▶ _WRITTEN EXERCISE_
State how many lines in the records below contain the word "roof", and reply with that number alone.

┌─ LISTED RECORDS

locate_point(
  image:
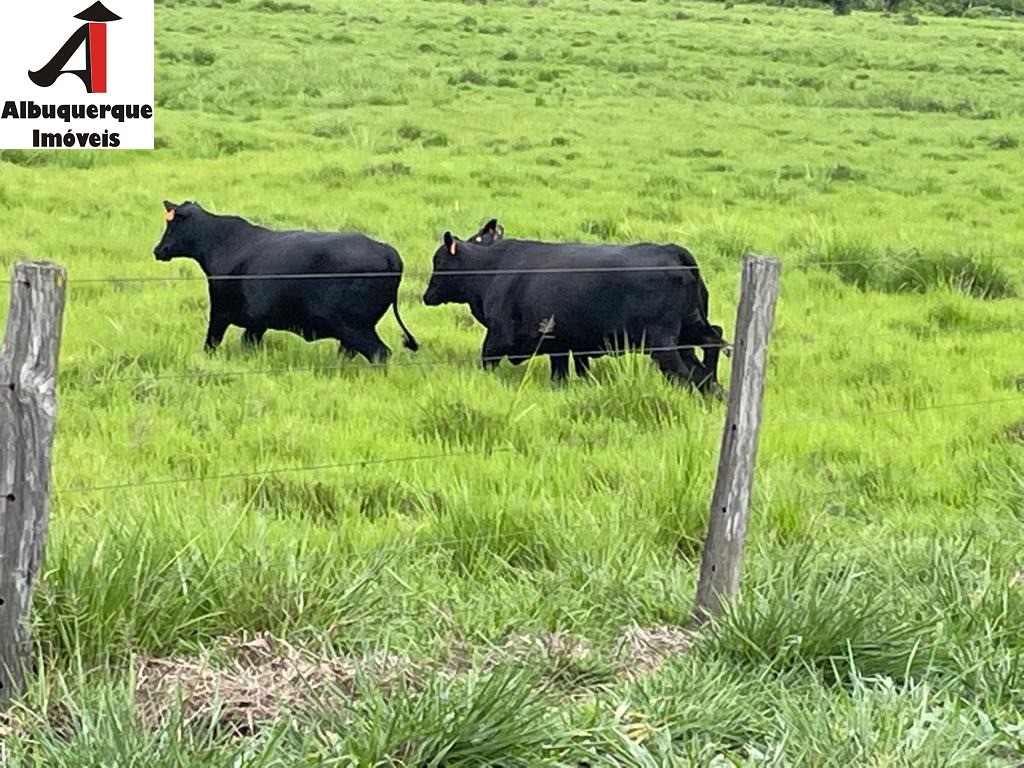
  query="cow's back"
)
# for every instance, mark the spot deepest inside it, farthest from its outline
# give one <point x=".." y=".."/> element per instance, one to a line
<point x="587" y="293"/>
<point x="303" y="299"/>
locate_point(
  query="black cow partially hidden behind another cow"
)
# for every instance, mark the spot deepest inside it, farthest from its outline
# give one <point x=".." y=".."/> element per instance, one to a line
<point x="557" y="299"/>
<point x="242" y="261"/>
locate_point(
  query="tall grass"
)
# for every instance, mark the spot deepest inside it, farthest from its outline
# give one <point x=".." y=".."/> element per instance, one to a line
<point x="881" y="617"/>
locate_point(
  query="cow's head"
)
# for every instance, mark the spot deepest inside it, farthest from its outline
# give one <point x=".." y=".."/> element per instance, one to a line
<point x="181" y="231"/>
<point x="489" y="233"/>
<point x="446" y="289"/>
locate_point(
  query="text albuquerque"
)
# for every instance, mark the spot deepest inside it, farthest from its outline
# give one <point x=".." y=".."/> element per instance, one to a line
<point x="67" y="113"/>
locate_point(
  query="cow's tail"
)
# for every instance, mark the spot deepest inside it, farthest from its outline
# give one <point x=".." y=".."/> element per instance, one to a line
<point x="409" y="341"/>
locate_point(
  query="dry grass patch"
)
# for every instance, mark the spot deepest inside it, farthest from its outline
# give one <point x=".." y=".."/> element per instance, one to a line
<point x="250" y="684"/>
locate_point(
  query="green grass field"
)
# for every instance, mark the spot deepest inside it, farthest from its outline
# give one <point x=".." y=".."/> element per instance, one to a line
<point x="514" y="593"/>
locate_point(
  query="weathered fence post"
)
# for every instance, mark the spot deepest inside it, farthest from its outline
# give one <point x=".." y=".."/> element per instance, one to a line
<point x="28" y="416"/>
<point x="723" y="552"/>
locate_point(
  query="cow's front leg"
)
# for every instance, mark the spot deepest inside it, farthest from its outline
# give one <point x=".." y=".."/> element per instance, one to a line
<point x="582" y="365"/>
<point x="215" y="331"/>
<point x="253" y="337"/>
<point x="489" y="355"/>
<point x="559" y="367"/>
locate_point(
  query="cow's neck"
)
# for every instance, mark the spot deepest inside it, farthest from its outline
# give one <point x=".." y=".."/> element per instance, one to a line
<point x="474" y="287"/>
<point x="221" y="240"/>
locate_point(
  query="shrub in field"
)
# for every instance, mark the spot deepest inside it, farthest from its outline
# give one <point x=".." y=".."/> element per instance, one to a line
<point x="914" y="271"/>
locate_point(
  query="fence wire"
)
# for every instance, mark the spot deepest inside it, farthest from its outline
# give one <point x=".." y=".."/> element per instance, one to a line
<point x="505" y="449"/>
<point x="420" y="273"/>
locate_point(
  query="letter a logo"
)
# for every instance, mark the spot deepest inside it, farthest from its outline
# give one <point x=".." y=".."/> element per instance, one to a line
<point x="93" y="36"/>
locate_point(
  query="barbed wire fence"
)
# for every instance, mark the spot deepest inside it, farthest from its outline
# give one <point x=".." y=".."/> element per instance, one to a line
<point x="28" y="409"/>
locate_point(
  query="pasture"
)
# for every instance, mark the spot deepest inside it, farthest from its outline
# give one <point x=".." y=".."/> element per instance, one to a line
<point x="439" y="565"/>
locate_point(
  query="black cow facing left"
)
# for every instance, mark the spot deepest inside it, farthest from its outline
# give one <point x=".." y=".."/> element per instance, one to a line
<point x="241" y="260"/>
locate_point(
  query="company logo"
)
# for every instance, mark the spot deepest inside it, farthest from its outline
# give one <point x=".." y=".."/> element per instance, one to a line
<point x="109" y="50"/>
<point x="93" y="37"/>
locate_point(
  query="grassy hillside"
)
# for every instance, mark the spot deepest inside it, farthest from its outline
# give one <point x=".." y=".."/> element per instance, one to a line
<point x="454" y="567"/>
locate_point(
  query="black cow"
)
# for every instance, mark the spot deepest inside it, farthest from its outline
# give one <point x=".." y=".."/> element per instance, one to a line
<point x="241" y="260"/>
<point x="557" y="299"/>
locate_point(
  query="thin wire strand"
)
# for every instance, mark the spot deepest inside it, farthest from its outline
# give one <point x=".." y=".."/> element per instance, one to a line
<point x="404" y="547"/>
<point x="351" y="464"/>
<point x="498" y="450"/>
<point x="819" y="340"/>
<point x="891" y="412"/>
<point x="485" y="272"/>
<point x="399" y="364"/>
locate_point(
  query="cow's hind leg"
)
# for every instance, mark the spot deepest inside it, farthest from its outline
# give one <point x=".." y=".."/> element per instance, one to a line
<point x="491" y="354"/>
<point x="253" y="337"/>
<point x="215" y="332"/>
<point x="365" y="342"/>
<point x="679" y="369"/>
<point x="559" y="367"/>
<point x="582" y="365"/>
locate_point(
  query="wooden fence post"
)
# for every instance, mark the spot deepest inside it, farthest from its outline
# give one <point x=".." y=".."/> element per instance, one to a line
<point x="723" y="552"/>
<point x="28" y="417"/>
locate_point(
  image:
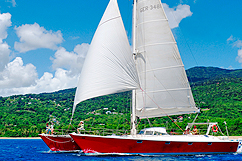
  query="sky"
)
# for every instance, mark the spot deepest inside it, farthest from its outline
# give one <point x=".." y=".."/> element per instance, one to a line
<point x="43" y="44"/>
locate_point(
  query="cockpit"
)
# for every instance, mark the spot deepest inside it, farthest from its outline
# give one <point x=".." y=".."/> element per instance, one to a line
<point x="154" y="131"/>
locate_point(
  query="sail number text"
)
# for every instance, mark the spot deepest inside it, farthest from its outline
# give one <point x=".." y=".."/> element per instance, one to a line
<point x="151" y="7"/>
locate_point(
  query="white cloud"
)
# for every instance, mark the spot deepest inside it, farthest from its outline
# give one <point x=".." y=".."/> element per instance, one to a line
<point x="5" y="22"/>
<point x="17" y="75"/>
<point x="72" y="61"/>
<point x="33" y="37"/>
<point x="4" y="56"/>
<point x="239" y="57"/>
<point x="12" y="1"/>
<point x="19" y="79"/>
<point x="176" y="14"/>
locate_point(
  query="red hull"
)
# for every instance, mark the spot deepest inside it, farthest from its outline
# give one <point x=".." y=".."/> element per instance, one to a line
<point x="100" y="144"/>
<point x="60" y="142"/>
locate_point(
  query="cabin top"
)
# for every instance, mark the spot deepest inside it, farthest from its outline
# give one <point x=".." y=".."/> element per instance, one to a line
<point x="154" y="131"/>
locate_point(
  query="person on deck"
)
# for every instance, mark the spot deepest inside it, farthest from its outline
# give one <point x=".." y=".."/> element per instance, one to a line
<point x="48" y="128"/>
<point x="187" y="131"/>
<point x="52" y="128"/>
<point x="81" y="127"/>
<point x="195" y="131"/>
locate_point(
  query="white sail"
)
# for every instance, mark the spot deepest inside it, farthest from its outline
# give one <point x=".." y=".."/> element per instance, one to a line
<point x="165" y="89"/>
<point x="109" y="66"/>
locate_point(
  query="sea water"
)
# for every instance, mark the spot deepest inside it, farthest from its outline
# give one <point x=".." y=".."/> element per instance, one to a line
<point x="36" y="149"/>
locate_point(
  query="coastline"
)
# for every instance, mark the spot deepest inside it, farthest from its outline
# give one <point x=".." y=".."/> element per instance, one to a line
<point x="20" y="137"/>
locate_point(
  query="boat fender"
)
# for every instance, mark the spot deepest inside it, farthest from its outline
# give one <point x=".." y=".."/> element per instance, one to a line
<point x="215" y="128"/>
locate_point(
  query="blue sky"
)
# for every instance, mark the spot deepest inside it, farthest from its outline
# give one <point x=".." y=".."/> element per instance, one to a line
<point x="43" y="43"/>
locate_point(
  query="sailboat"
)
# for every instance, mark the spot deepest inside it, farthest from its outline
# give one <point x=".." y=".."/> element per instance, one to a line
<point x="154" y="72"/>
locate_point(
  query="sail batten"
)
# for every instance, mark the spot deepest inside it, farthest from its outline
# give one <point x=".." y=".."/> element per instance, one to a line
<point x="109" y="66"/>
<point x="165" y="89"/>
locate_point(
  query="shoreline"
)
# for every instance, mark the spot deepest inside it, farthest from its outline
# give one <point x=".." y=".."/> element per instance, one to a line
<point x="20" y="137"/>
<point x="230" y="137"/>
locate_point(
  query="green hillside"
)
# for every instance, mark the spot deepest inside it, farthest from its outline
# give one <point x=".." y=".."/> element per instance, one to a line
<point x="216" y="91"/>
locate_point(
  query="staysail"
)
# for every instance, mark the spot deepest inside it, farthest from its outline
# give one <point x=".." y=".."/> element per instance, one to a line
<point x="165" y="89"/>
<point x="109" y="66"/>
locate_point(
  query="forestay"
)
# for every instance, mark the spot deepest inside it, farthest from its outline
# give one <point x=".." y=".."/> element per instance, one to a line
<point x="109" y="66"/>
<point x="164" y="85"/>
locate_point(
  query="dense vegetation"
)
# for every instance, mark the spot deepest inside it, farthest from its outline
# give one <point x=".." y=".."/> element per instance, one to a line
<point x="216" y="91"/>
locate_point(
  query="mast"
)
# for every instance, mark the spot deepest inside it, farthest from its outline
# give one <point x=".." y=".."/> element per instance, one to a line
<point x="133" y="115"/>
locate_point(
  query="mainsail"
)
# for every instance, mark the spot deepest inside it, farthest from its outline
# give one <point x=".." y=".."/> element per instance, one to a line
<point x="165" y="89"/>
<point x="109" y="66"/>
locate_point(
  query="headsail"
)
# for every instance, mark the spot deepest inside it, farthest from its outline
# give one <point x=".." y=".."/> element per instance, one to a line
<point x="109" y="66"/>
<point x="165" y="87"/>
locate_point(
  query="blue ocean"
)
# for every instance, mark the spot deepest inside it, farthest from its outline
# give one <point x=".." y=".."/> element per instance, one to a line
<point x="36" y="149"/>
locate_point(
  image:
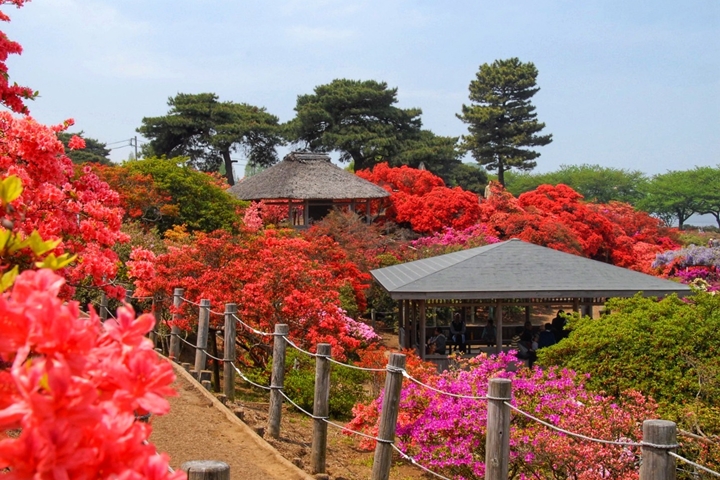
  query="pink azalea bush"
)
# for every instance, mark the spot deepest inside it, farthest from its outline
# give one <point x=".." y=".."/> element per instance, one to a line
<point x="71" y="388"/>
<point x="447" y="434"/>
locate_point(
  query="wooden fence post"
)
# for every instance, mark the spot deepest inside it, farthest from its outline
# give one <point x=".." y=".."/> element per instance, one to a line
<point x="321" y="408"/>
<point x="206" y="470"/>
<point x="203" y="329"/>
<point x="659" y="437"/>
<point x="277" y="380"/>
<point x="175" y="330"/>
<point x="497" y="440"/>
<point x="388" y="417"/>
<point x="156" y="315"/>
<point x="229" y="348"/>
<point x="103" y="307"/>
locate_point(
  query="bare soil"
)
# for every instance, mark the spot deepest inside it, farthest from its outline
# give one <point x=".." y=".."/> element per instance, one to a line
<point x="197" y="429"/>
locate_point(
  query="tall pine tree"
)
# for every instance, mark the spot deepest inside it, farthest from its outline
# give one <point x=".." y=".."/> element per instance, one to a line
<point x="501" y="120"/>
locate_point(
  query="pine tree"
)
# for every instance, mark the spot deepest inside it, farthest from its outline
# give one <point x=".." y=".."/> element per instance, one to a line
<point x="501" y="120"/>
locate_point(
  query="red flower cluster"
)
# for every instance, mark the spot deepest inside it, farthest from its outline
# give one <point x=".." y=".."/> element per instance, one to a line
<point x="421" y="199"/>
<point x="74" y="387"/>
<point x="274" y="277"/>
<point x="558" y="218"/>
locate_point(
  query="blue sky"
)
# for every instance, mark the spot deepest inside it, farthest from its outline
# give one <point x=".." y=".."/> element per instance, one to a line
<point x="625" y="84"/>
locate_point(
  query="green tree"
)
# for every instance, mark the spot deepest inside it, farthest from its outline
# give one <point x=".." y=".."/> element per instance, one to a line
<point x="666" y="349"/>
<point x="207" y="131"/>
<point x="436" y="153"/>
<point x="594" y="182"/>
<point x="95" y="151"/>
<point x="195" y="198"/>
<point x="672" y="196"/>
<point x="707" y="181"/>
<point x="356" y="118"/>
<point x="469" y="177"/>
<point x="502" y="122"/>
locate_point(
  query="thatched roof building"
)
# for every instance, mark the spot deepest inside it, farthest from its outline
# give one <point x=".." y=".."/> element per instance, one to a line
<point x="310" y="184"/>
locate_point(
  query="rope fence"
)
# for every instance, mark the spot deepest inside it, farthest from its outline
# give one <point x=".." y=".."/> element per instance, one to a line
<point x="499" y="403"/>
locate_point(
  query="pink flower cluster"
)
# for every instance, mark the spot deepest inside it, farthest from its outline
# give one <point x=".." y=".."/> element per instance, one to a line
<point x="447" y="434"/>
<point x="74" y="386"/>
<point x="473" y="236"/>
<point x="361" y="330"/>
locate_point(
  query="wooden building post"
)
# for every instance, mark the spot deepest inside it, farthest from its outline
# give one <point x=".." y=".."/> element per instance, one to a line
<point x="175" y="330"/>
<point x="321" y="408"/>
<point x="388" y="417"/>
<point x="103" y="307"/>
<point x="229" y="351"/>
<point x="498" y="327"/>
<point x="203" y="330"/>
<point x="422" y="324"/>
<point x="497" y="440"/>
<point x="659" y="437"/>
<point x="277" y="380"/>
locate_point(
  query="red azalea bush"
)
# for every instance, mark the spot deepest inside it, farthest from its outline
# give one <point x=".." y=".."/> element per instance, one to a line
<point x="80" y="211"/>
<point x="421" y="199"/>
<point x="274" y="277"/>
<point x="75" y="386"/>
<point x="558" y="218"/>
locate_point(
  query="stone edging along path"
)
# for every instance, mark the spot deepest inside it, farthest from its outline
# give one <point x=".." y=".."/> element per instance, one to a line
<point x="200" y="427"/>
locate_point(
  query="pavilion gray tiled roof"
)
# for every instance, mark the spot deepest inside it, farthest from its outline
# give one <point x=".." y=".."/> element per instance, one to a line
<point x="517" y="270"/>
<point x="306" y="176"/>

└─

▶ _PROBLEM SOLUTION_
2